━━ Records provided

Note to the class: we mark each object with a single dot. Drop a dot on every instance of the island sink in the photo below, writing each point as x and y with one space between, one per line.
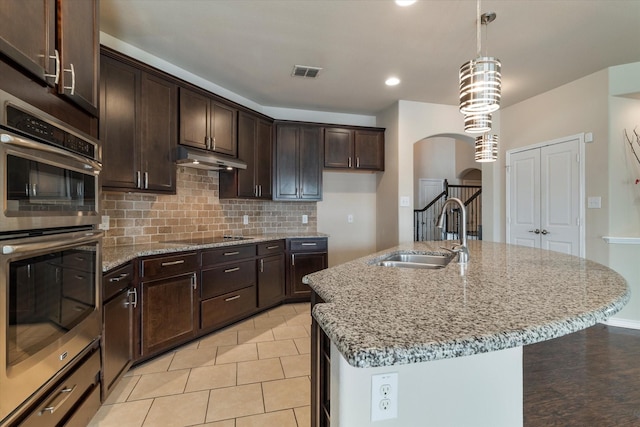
412 260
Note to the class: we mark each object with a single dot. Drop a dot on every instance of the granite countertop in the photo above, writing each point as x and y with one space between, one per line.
116 256
507 296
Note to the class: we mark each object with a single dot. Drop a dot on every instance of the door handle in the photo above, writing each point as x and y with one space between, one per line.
134 301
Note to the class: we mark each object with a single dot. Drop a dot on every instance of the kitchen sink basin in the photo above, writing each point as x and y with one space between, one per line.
410 260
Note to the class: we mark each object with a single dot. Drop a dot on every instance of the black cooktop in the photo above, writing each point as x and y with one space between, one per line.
209 240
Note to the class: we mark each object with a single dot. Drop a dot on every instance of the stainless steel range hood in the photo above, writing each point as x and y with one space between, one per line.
202 159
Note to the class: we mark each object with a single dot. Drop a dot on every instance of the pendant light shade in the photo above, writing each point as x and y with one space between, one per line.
477 123
486 148
480 78
480 85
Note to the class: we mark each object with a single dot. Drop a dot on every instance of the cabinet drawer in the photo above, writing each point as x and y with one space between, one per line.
80 260
227 254
216 311
273 247
85 412
308 245
169 266
221 280
116 280
67 394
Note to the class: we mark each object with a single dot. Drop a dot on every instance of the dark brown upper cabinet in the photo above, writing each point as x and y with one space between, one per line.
79 50
138 128
298 162
354 149
255 148
207 124
34 50
58 43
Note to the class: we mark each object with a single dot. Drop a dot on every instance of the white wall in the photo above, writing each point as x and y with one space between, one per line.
414 121
348 194
387 230
624 193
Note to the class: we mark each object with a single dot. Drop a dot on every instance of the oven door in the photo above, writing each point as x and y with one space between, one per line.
44 186
49 294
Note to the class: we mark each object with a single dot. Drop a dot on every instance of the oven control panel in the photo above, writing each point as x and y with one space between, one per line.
39 128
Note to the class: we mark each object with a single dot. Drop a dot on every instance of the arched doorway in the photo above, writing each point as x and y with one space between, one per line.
444 167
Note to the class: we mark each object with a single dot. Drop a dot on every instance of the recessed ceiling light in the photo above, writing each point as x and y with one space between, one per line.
392 81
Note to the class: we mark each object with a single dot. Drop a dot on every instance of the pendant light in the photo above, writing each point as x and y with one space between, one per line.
486 148
477 123
480 78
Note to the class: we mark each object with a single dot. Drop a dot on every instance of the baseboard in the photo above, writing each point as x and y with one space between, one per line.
623 323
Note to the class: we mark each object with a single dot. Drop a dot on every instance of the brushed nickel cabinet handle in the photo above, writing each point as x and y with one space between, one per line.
133 302
72 88
56 76
119 278
169 263
58 400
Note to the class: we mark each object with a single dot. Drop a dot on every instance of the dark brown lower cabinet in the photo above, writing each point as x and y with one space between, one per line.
271 277
320 373
169 312
117 333
305 256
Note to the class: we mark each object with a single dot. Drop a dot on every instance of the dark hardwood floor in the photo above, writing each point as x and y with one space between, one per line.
590 378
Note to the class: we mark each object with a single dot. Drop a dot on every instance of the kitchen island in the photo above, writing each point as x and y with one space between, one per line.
453 335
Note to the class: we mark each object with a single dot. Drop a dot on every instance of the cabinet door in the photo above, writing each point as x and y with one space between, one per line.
223 129
310 163
287 162
264 159
271 280
369 150
247 138
31 49
116 339
169 313
79 46
194 119
338 148
302 264
159 115
118 117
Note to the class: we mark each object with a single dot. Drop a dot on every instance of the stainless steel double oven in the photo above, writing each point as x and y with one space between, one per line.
50 250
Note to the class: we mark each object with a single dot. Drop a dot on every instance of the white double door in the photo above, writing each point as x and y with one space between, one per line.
545 195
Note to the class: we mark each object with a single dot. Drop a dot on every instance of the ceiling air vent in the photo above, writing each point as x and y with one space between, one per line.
305 71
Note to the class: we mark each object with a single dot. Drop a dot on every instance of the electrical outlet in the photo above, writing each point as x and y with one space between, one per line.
384 396
104 225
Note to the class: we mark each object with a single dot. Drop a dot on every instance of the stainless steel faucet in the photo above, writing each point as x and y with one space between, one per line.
461 249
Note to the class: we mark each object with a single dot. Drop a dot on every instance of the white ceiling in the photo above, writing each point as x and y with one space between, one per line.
251 46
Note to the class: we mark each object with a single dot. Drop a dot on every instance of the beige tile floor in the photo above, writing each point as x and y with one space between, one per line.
253 373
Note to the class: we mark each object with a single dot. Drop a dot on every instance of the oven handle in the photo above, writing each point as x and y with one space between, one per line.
25 143
66 240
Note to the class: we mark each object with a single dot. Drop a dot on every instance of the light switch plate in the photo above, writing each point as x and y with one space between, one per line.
104 225
594 202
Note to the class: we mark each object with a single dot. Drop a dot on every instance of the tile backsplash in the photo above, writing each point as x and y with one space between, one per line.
196 211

━━━━

- [Problem details]: Please repeat the records above exactly, omitting any pictures they contain.

- [Result]:
Note to the class: we mark each object with a single dot. Drop a dot on every instance of the island sink in the photo below, writing each point as x and y with one space between, one per line.
412 260
Note to the class: we mark each object with a single dot. Drop a dot on every instance of the granite countertop in the photo above, writing each point as x and y with one space between, one per line.
116 256
507 296
Note to the class: we mark each object with a single dot. Drop a dot on every instance of the door handle in the photo above, writing each point as x and y with one space between, one per line.
134 301
Note to the class: we mark each object with a single dot. Drop a dot on every instance of the kitchen sink basin in the photo above, writing each point as x and y with one space between, one per line.
410 260
Note to the class: we mark each object with a single dot. Drop a dot on every instance of the black cooktop in the photo above, writing each point as x and y with one space between, one per line.
209 240
Note to the class: we mark each object with a single dot. Drop a dot on every instance of the stainless steel range hood in the photo above, writing each point as x and y with one space between, one per line.
202 159
Note to the class: we mark each object with a single dot. Drop a dot on every instance of the pendant light shade in the photo above, writing each point as x and y with one space between, one per line.
477 123
486 148
480 78
480 85
Note to the class: we mark each object with a single dot. Drop a dot on every instance of the cabinet drawer in the photo above, writing each point as x and y with one space between, one per line.
80 260
227 254
216 311
273 247
85 412
308 245
169 266
221 280
116 280
67 394
Note to the class: we mark each object with a single dot. Drop a dot on every instance of the dark brown upper cabinet in the photo above, writing each point as x and y with one space between, one per line.
79 50
138 128
298 162
354 149
255 148
207 124
34 50
58 43
Note to the class: we mark each object with a single dot. Drop a dot on every instance of the white wall in the photo above, writing each point as x and y with one space between, one per line.
414 121
348 194
387 230
624 193
Note to the class: we mark each object with a single dot. Drop a dot on every instance of the oven door in the photo above, writing each point as x and y with one space between, one per line.
44 186
49 294
Note to the class: we mark each object with a single dot. Drop a dot on every instance of the oven control panel in the photo above, writing each point as x and y with one space between, one per line.
39 128
Note to the class: we mark each object with a single dot. Drop a dot on every instance of the arched doorway in the photo above, writing each point as x and y with one space between, one per line.
444 167
Note to the class: we mark each object with a single dot. Drop a dot on every instance of the recessed ceiling light in the photo above, writing each point as x and y with one space between, one per line.
392 81
Note to the class: we mark each object with a single dot. Drop a dot on every instance of the pendant light in the photo above, writing each point as x and y with one space between, one per line.
486 148
477 123
480 78
Note to the class: we mark each object with a single dot. Drop a dot on every instance of the baseboard in the photo above, writing each point as x and y with one space between, one per line.
623 323
Note to the class: we mark each object with a single dot. Drop a dot on every instance of the brushed nickel cabinet handle in the photo above, writing each point as x and y with one space between, one per line.
133 302
72 88
56 76
119 278
169 263
58 400
Note to the class: we mark each object with a single dot. Drop a dot on every instance of the dark brown lower cabinet in the photo above, writing each point as x and y with one space between, one per line.
271 277
320 373
169 312
117 333
305 256
Note to the class: we mark each object with a single dot. Drop a dot on every instance of the dark hardwood floor in the photo above, writing each point as x and y with one space between, one per line.
590 378
Note to the class: we mark each object with a single dot. Drop a dot on every instance of the kitchen island in the photo above, writing each point as x and y with one space between, one per line.
453 335
Note to the class: we mark each object with a single dot. Drop a dot on every instance of the cabinet door in the photo above, writing each point as x and y with one space between, one per line.
223 129
310 163
287 162
264 159
271 280
369 150
247 138
31 49
116 339
169 313
79 46
194 119
338 148
302 264
159 115
118 117
Note to the class: we mark each object with a single dot. Drop a dot on every instance of the stainless steel double oven in the photo above, writing each point as x and y with one space between, one per line.
50 250
Note to the class: we mark each object with a single dot. Drop a dot on every instance of the white double door in the photo above, writing each point as x and y with one space between, one per line.
545 195
Note to the class: we mark each object with a single dot. Drop a dot on every instance of the ceiling air vent in the photo above, writing each point as x and y with one space between, one per line.
305 71
Note to the class: we mark each object with a single dot. Drop a dot on every instance of the electrical outlet in the photo above, writing each point as x and y with one space between, one per line.
384 396
104 225
Note to the class: we mark each object with a single dot. Drop a dot on every instance of the stainless steel faucet in the photo above, writing each point as x and y with one space between, one per line.
461 249
Note to the class: we mark each object with a single dot. Drop a dot on every instance of the white ceiling in the photo above, writing each point as x and y with one space between, one per line.
251 46
Note to the class: we mark each object with a single dot. Drop a dot on every instance of the beige tile floor in the photo above, writing each point as x and y with one space between, one per line.
253 373
Note to the class: we mark each object with a single dot. Drop a dot on every instance of the oven handle in the photo above, writing each point as x and y with one space between, one per line.
25 143
66 240
Note to the class: we mark each object with a single dot. Drop a dot on every instance of the light switch plate in the photo above, writing each point as x and y with one space between, one per line.
104 225
594 202
Note to the class: we mark each object with a single dot. Drop a dot on every instance of the tile backsplash in the photo above, writing each point as x and y with one space between, one per line.
196 211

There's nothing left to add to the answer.